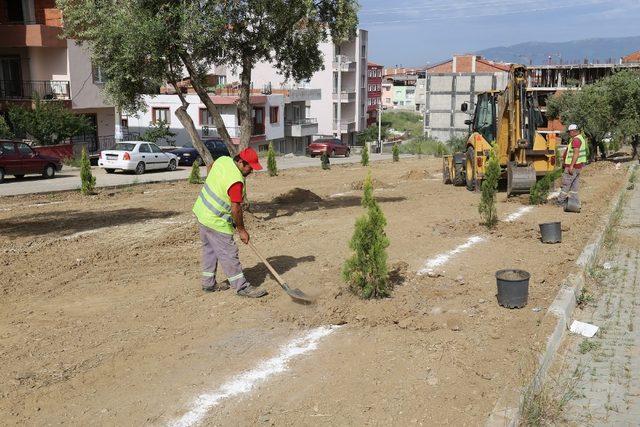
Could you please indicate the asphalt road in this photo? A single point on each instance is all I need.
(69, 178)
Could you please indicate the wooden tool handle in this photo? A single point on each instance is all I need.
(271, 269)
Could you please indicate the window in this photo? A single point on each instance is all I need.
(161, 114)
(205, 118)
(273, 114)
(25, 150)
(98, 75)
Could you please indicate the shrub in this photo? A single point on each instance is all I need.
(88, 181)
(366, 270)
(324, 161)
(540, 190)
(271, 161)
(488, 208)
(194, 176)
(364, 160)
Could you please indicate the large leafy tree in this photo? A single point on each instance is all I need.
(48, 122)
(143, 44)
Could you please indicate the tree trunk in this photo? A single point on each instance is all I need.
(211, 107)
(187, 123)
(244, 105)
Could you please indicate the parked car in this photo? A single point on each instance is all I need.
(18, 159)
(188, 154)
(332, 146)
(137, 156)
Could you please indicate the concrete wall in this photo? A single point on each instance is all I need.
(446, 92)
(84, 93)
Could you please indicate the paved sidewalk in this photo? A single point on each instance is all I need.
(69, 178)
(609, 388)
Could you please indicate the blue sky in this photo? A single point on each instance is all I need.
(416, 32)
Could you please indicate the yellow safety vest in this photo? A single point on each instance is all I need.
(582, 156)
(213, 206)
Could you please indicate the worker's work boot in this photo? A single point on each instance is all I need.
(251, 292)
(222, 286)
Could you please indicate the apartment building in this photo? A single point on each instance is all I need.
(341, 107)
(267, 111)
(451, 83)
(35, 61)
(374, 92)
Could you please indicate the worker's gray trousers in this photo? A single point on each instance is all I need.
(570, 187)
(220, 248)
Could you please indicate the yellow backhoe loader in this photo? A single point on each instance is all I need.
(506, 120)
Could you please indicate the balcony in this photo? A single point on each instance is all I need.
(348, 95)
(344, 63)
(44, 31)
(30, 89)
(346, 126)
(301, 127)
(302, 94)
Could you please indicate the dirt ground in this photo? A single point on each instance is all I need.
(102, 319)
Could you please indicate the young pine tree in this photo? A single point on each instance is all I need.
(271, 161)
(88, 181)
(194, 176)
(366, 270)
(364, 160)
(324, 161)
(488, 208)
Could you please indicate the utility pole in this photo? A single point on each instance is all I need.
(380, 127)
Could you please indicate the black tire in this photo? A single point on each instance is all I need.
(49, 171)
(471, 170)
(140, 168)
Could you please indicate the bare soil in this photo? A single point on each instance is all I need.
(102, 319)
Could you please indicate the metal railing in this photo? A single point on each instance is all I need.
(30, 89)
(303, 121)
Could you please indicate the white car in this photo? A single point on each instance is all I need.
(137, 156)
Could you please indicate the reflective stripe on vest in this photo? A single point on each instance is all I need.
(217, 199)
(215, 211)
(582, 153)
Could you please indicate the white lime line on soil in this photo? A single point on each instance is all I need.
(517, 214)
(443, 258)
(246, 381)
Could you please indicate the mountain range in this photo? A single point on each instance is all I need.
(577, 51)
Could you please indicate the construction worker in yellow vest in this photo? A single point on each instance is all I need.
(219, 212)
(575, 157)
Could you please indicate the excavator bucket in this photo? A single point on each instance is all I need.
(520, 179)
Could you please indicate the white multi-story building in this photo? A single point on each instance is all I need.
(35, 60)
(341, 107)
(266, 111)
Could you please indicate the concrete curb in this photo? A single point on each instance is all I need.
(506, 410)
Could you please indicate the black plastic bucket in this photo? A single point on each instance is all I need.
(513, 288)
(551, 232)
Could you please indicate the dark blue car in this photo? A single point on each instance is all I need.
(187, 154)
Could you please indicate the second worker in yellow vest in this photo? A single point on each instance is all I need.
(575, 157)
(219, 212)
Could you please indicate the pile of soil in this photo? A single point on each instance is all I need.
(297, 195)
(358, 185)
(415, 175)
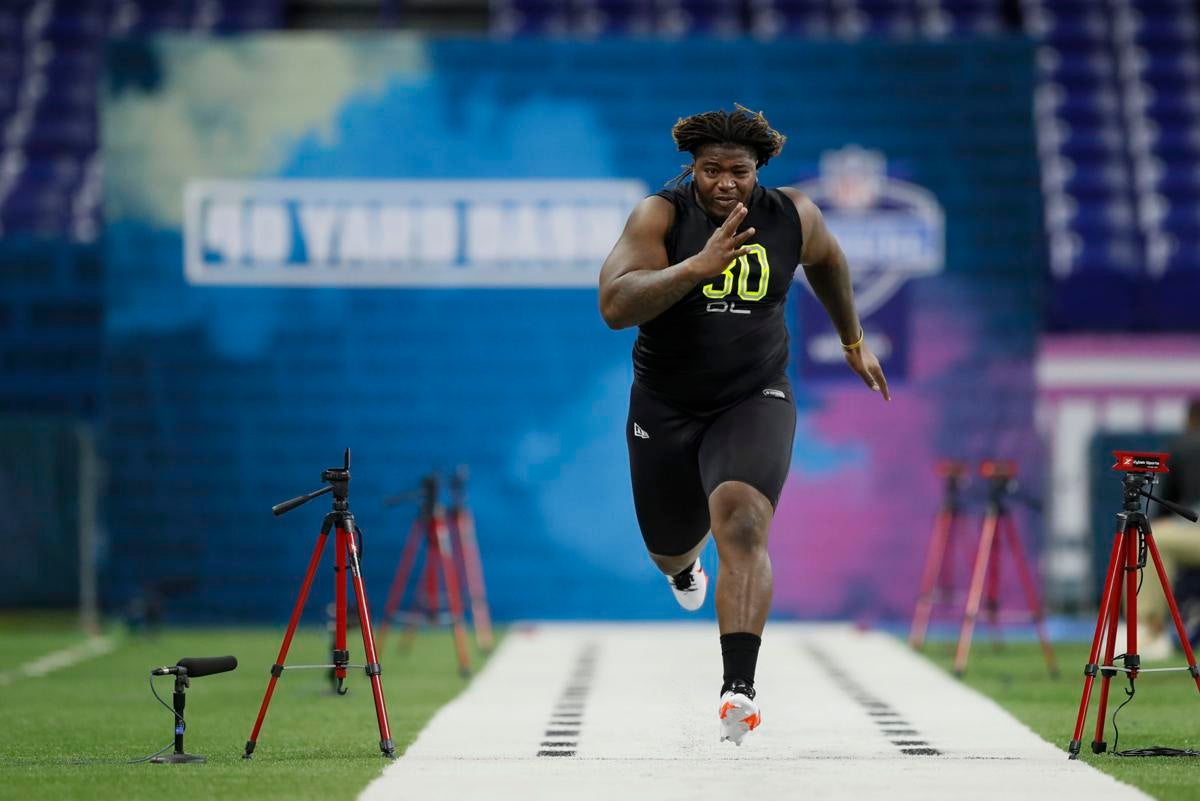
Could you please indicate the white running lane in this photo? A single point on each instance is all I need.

TASK OBJECTIVE
Convert these entries into a JSON list of strings, one string per line, leaving out blank lines and the pictures.

THE COMPLETED TASK
[
  "Could you please indicate the asphalt road in this photo? A single point on each instance is all I need.",
  "(69, 178)",
  "Could you please indicate the wooden tool handle in this photo? A single point on each instance is all I need.",
  "(271, 269)",
  "Could you please indicate the window in this photo? A single point on each instance is all I need.",
  "(161, 114)",
  "(205, 118)",
  "(273, 114)",
  "(25, 150)",
  "(98, 75)",
  "Could you please indicate the shrub in this photo? A single point on each instance is all I need.",
  "(88, 181)",
  "(366, 270)",
  "(324, 161)",
  "(540, 190)",
  "(271, 161)",
  "(488, 208)",
  "(194, 176)",
  "(364, 160)",
  "Could you please indicate the large leafy tree in this photo? A single point on each instance is all I need.",
  "(48, 122)",
  "(143, 44)",
  "Could you please indicate the tree trunk in this photo? A single point on each instance is all I need.",
  "(211, 107)",
  "(187, 123)",
  "(244, 105)",
  "Could you please indicate the parked car in this photo? A single point on each instance is all I need.",
  "(18, 159)",
  "(188, 154)",
  "(332, 146)",
  "(137, 156)",
  "Could you please indicate the concrete wall in this photo? A single point on each instance is all I need.",
  "(446, 92)",
  "(84, 93)",
  "Could you please indicate the paved sidewalk in this photo? A single point on each instance is all I need.",
  "(69, 178)",
  "(609, 388)",
  "Could you please indicate the blue sky in this photo? A single point on each instance is all I need.",
  "(416, 32)",
  "Could you please indicate the yellow safety vest in this photo? A single point on each instance is all I need.",
  "(582, 156)",
  "(213, 206)",
  "Could you please indicate the worker's work boot in this photo? A single point on each instance is all I need.",
  "(251, 292)",
  "(222, 286)",
  "Could you please indicate the apartment building in this photo? A single point on each instance is all I need.",
  "(341, 107)",
  "(267, 111)",
  "(451, 83)",
  "(35, 61)",
  "(374, 92)",
  "Could you please indicate the worker's gray trousers in this photo? A single point on each instance is all I need.",
  "(570, 187)",
  "(220, 248)",
  "Could you please indicate the yellow backhoe loader in this photo? A single point on each instance is all I need.",
  "(506, 120)",
  "Could you please indicate the balcony in this photo? A single point on each instance is all I need.",
  "(348, 95)",
  "(344, 63)",
  "(44, 31)",
  "(30, 89)",
  "(346, 126)",
  "(301, 127)",
  "(302, 94)",
  "Could you please indicate the dirt ground in this photo? A single point on each instance is all I need.",
  "(102, 319)",
  "Could you please indicate the young pine tree in this photo? A single point on each instance is all I need.",
  "(271, 161)",
  "(88, 181)",
  "(194, 176)",
  "(366, 270)",
  "(364, 160)",
  "(324, 161)",
  "(488, 208)",
  "Could you please indicate the utility pole in this photo? A single point on each instance is all I need.",
  "(380, 127)",
  "Could you please indicate the black tire in this photo? A single point on each instance is all I need.",
  "(49, 171)",
  "(471, 170)",
  "(140, 168)",
  "Could you please indicate the bare soil in this photo? A single point on each instance is all I need.",
  "(102, 319)",
  "Could you please indicate the metal railing in this photo? A single point on each instance is all I need.",
  "(30, 89)",
  "(303, 121)",
  "Could you please indicate the white car in this photo? A single point on each instance is all I need.",
  "(137, 156)",
  "Could you please indicate the reflective stripe on vest in this photo? A single point on each instance is all I need.",
  "(217, 199)",
  "(215, 211)",
  "(582, 153)",
  "Could you please indicate the white lime line on soil in this photo? A single point on each instance is all I need.",
  "(517, 214)",
  "(443, 258)",
  "(246, 381)",
  "Could you please indicate the mountain range in this photo? A single point on each instance is all I need.",
  "(577, 51)",
  "Could you please indicate the construction worker in yellow vest in this photo? A single point on each instance is all I need.",
  "(219, 212)",
  "(575, 157)",
  "Could you please indicate the excavator bucket in this photo? A single point on each instance is all I need.",
  "(520, 179)",
  "Could you please indicate the white multi-story building in this photo? A single point on each instance is all I need.",
  "(35, 60)",
  "(341, 107)",
  "(266, 111)",
  "Could you please indicate the concrete curb in this photo? A single point on each instance is all I need.",
  "(506, 410)",
  "Could you please indicate the black plastic bucket in this photo? A single point on each instance is all I need.",
  "(513, 288)",
  "(551, 232)",
  "Could you please indicate the dark blue car in this photo? A single point on each instance is all I need.",
  "(187, 154)",
  "Could you please indicate the second worker in yellow vest in this photo? A single point on each instance is all I need.",
  "(575, 157)",
  "(219, 212)",
  "Could you please indicate the pile of soil in this photo? A single point on each instance is all I need.",
  "(297, 195)",
  "(358, 185)",
  "(415, 175)",
  "Could you please indicate the white running lane in this photo? A single point on each instance is all I need."
]